READING PASSAGE:
Should I fund a Roth or Traditional IRA/401k?

| September 15, 2017

There is a debate whether you should contribute to a traditional or Roth IRA or 401k (if your company even has a Roth 401k option).

Choose Ye This Day

This is an important decision, now more than ever. A growing number of work retirement plans (401k, 403b, etc.), have a Roth contribution option. That means one of your largest assets could be a Roth 401k. In the past, an optional Roth with a smaller contribution limit per year was your only choice. Now you can have a larger annual contribution put entirely into a Roth account at your work retirement plan. Keep in mind the match and profit sharing is always deposited into a traditional account. So, what’s right for you?

Superbowl 59.5: Traditional vs. Roth

First, let’s review the difference.

The Traditional IRA:

  • The contribution is before-tax money.
  • The growth is tax-deferred.
  • The withdrawals after age 59.5 are taxed as ordinary income.

Dataset records:
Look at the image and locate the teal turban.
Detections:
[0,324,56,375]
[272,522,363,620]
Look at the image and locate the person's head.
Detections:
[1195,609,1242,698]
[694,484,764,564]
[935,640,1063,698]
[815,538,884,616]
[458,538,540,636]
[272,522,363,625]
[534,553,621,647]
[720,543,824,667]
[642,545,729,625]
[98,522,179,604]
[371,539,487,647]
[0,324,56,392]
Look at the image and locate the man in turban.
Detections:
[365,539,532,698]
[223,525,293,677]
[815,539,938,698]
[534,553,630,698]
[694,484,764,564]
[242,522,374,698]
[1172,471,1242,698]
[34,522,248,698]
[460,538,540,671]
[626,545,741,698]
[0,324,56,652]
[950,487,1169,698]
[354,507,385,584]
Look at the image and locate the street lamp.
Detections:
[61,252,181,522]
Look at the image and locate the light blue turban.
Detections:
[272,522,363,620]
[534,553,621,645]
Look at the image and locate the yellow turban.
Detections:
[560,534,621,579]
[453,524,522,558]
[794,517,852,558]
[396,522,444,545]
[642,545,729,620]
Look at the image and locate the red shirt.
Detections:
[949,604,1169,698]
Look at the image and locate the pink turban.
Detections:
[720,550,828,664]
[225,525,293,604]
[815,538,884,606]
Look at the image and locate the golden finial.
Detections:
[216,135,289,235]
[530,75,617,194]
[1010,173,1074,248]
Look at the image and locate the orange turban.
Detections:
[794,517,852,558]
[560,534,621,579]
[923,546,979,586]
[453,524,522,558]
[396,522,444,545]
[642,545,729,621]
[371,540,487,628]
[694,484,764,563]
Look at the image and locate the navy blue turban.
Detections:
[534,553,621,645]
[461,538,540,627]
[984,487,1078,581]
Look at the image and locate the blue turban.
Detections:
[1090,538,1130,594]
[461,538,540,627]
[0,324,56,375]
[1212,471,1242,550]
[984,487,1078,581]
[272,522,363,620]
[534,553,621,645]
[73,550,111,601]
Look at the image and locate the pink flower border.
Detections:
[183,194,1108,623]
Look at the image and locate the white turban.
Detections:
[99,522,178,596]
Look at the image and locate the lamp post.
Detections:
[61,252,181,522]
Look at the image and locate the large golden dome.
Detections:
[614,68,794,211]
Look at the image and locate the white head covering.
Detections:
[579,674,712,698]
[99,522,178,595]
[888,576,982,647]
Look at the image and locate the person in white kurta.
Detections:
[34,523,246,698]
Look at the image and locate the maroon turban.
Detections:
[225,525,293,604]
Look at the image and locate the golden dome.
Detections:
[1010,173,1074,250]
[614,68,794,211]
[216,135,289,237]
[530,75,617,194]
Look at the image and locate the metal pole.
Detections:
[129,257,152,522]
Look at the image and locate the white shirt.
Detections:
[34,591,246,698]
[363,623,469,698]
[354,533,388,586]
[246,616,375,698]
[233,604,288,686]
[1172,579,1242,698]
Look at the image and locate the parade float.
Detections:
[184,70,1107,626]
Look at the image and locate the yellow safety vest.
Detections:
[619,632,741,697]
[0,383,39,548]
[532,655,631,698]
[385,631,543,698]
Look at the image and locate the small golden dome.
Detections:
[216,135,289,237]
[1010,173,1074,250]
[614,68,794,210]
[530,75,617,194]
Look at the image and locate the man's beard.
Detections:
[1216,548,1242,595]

SHORT TASK A: Based on the retirement account article, decide whether each statement agrees with it, answering yes or no and quoting the deciding words: (i) employer match and profit sharing always go into a traditional account; (ii) contributions to a Traditional IRA are made with after-tax money; (iii) Traditional IRA withdrawals after age 59.5 are tax-free.
SHORT TASK B: Reproduce word for word the part of the retirement account article starting with "Choose Ye This" and going on through "as ordinary income.".

COMPLETE RESPONSE A:
(i) Yes: "Keep in mind the match and profit sharing is always deposited into a traditional account."
(ii) No: "The contribution is before-tax money."
(iii) No: "The withdrawals after age 59.5 are taxed as ordinary income."

COMPLETE RESPONSE B:
Choose Ye This Day

This is an important decision, now more than ever. A growing number of work retirement plans (401k, 403b, etc.), have a Roth contribution option. That means one of your largest assets could be a Roth 401k. In the past, an optional Roth with a smaller contribution limit per year was your only choice. Now you can have a larger annual contribution put entirely into a Roth account at your work retirement plan. Keep in mind the match and profit sharing is always deposited into a traditional account. So, what’s right for you?

Superbowl 59.5: Traditional vs. Roth

First, let’s review the difference.

The Traditional IRA:

  • The contribution is before-tax money.
  • The growth is tax-deferred.
  • The withdrawals after age 59.5 are taxed as ordinary income.